NOT DESIGNATED FOR PUBLICATION
No. 114,749
IN THE COURT OF APPEALS OF THE STATE OF KANSAS
STATE OF KANSAS, Appellee,
v.
JOHN M. ROTHSTEIN, Appellant.
MEMORANDUM OPINION
Appeal from Reno District Court; JOSEPH L. MCCARVILLE III, judge. Opinion filed December 2, 2016. Affirmed.
Sam Schirer, of Kansas Appellate Defender Office, for appellant.
Keith E. Schroeder, district attorney, and Derek Schmidt, attorney general, for appellee.
Before MALONE, C.J., STANDRIDGE, J., and HEBERT, S.J.
Per Curiam: John M. Rothstein appeals the district court's decision to modify his postrelease supervision term from 36 months to lifetime following his convictions of two counts of attempted aggravated indecent liberties with a child. Rothstein first claims that lifetime postrelease supervision is an illegal sentence in his case due to a conflict between K.S.A. 2015 Supp. 22-3717(d)(1)(G) and K.S.A. 2015 Supp. 22-3717(d)(1)(D). Second, Rothstein claims that lifetime postrelease supervision constitutes cruel and/or unusual punishment. For the reasons stated herein, we reject both claims and affirm the district court's judgment.
1 On November 6, 2008, the State charged Rothstein with two counts of aggravated indecent liberties with a child, each count being an off-grid person felony punishable by a term of life imprisonment of not less than 25 years. The complaint alleged the crimes were committed between April 2008 and October 20, 2008. Rothstein was 32 years old at the time of the offenses. The complaint alleged that the victims, Rothstein's daughters, were under 14 years of age.
On March 2, 2009, pursuant to plea negotiations, Rothstein agreed to plead guilty to two counts of attempted aggravated indecent liberties with a child. The State agreed to support Rothstein's motion for a departure from a Jessica's Law life sentence to a Kansas Sentencing Guidelines Act (KSGA) grid sentence for a severity level 1 person felony. Both parties agreed to recommend concurrent midrange sentences. On April 10, 2009, the district court granted Rothstein's departure motion and imposed a controlling sentence of 155 months' imprisonment with 36 months' postrelease supervision.

(Records from a dataset)
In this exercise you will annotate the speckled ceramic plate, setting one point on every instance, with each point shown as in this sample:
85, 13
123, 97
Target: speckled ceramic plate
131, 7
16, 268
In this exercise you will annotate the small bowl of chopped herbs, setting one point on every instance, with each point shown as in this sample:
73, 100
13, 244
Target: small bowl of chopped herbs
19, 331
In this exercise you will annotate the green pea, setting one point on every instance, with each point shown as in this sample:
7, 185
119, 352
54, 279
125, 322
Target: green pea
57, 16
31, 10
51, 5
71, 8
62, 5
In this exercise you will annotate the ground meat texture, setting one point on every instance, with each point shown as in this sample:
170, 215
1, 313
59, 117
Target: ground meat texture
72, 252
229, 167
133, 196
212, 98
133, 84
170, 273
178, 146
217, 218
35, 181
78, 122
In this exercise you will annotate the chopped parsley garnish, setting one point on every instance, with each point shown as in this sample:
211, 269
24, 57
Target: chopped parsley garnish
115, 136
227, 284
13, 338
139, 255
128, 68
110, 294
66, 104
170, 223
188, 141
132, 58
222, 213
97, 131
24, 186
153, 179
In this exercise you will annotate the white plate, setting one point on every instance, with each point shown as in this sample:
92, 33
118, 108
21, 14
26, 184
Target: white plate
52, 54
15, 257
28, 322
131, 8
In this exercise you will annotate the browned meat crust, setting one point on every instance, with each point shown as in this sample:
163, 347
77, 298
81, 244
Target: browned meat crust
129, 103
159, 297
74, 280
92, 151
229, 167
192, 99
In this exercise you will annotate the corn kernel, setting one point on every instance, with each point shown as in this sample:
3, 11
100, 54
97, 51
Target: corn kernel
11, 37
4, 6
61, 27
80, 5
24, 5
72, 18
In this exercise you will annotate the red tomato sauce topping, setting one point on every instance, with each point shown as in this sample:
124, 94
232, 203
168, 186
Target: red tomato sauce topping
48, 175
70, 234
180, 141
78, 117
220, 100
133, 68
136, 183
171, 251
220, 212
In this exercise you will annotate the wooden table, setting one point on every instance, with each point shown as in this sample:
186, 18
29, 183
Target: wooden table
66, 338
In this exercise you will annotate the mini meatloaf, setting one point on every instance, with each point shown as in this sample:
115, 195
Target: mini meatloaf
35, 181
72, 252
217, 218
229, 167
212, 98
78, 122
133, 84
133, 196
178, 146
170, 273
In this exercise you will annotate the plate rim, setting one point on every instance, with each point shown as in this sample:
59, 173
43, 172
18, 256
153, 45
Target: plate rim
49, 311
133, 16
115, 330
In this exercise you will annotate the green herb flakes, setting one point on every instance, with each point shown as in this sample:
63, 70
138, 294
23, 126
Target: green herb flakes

__Instruction A__
In the court opinion, what controlling sentence did the district court impose on April 10, 2009?
__Instruction B__
Write the next part of the court opinion, picking up after its final sentence.
None of this data is needed.

__Final result A__
155 months' imprisonment with 36 months' postrelease supervision.

__Final result B__
On April 22, 2015, the State filed a motion to correct illegal sentence. The State contended that, on the dates Rothstein's crimes were committed, K.S.A. 22-3717(d)(1)(G) required a sentence of lifetime postrelease supervision for a conviction of attempted aggravated indecent liberties with a child. At the motion hearing, defense counsel argued that imposition of lifetime postrelease supervision was cruel and unusual punishment. After hearing arguments of counsel, the district court ruled that the 36-month postrelease supervision term was an illegal sentence. The district court considered Rothstein's constitutional challenge but ruled that a sentence of lifetime postrelease supervision was not cruel and unusual punishment. Thus, the district court granted the State's motion and imposed a sentence of lifetime postrelease supervision. Rothstein timely appealed.
On appeal, Rothstein first claims that his lifetime postrelease supervision sentence is illegal. Specifically, he argues that K.S.A. 22-3717 was amended in 2013 and the amended statute applies to his pending case. As a result of the amendment, Rothstein
2 contends that K.S.A. 2015 Supp. 22-3717(d)(1)(D) and K.S.A. 2015 Supp. 22- 3717(d)(1)(G) directly conflict. He argues that under the rule of lenity, his postrelease supervision term should be 36 months under K.S.A. 2015 Supp. 22-3717(d)(1)(D), rather than lifetime under K.S.A. 2015 Supp. 22-3717(d)(1)(G).
Interpretation of a sentencing statute is a question of law over which appellate courts have unlimited review. State v. Collins, 303 Kan. 472, 473-74, 362 P.3d 1098 (2015). Also, whether a sentence is illegal within the meaning of K.S.A. 22-3504 is a question of law over which the appellate court has unlimited review. State v. Lee, 304 Kan. 416, 417, 372 P.3d 415 (2016).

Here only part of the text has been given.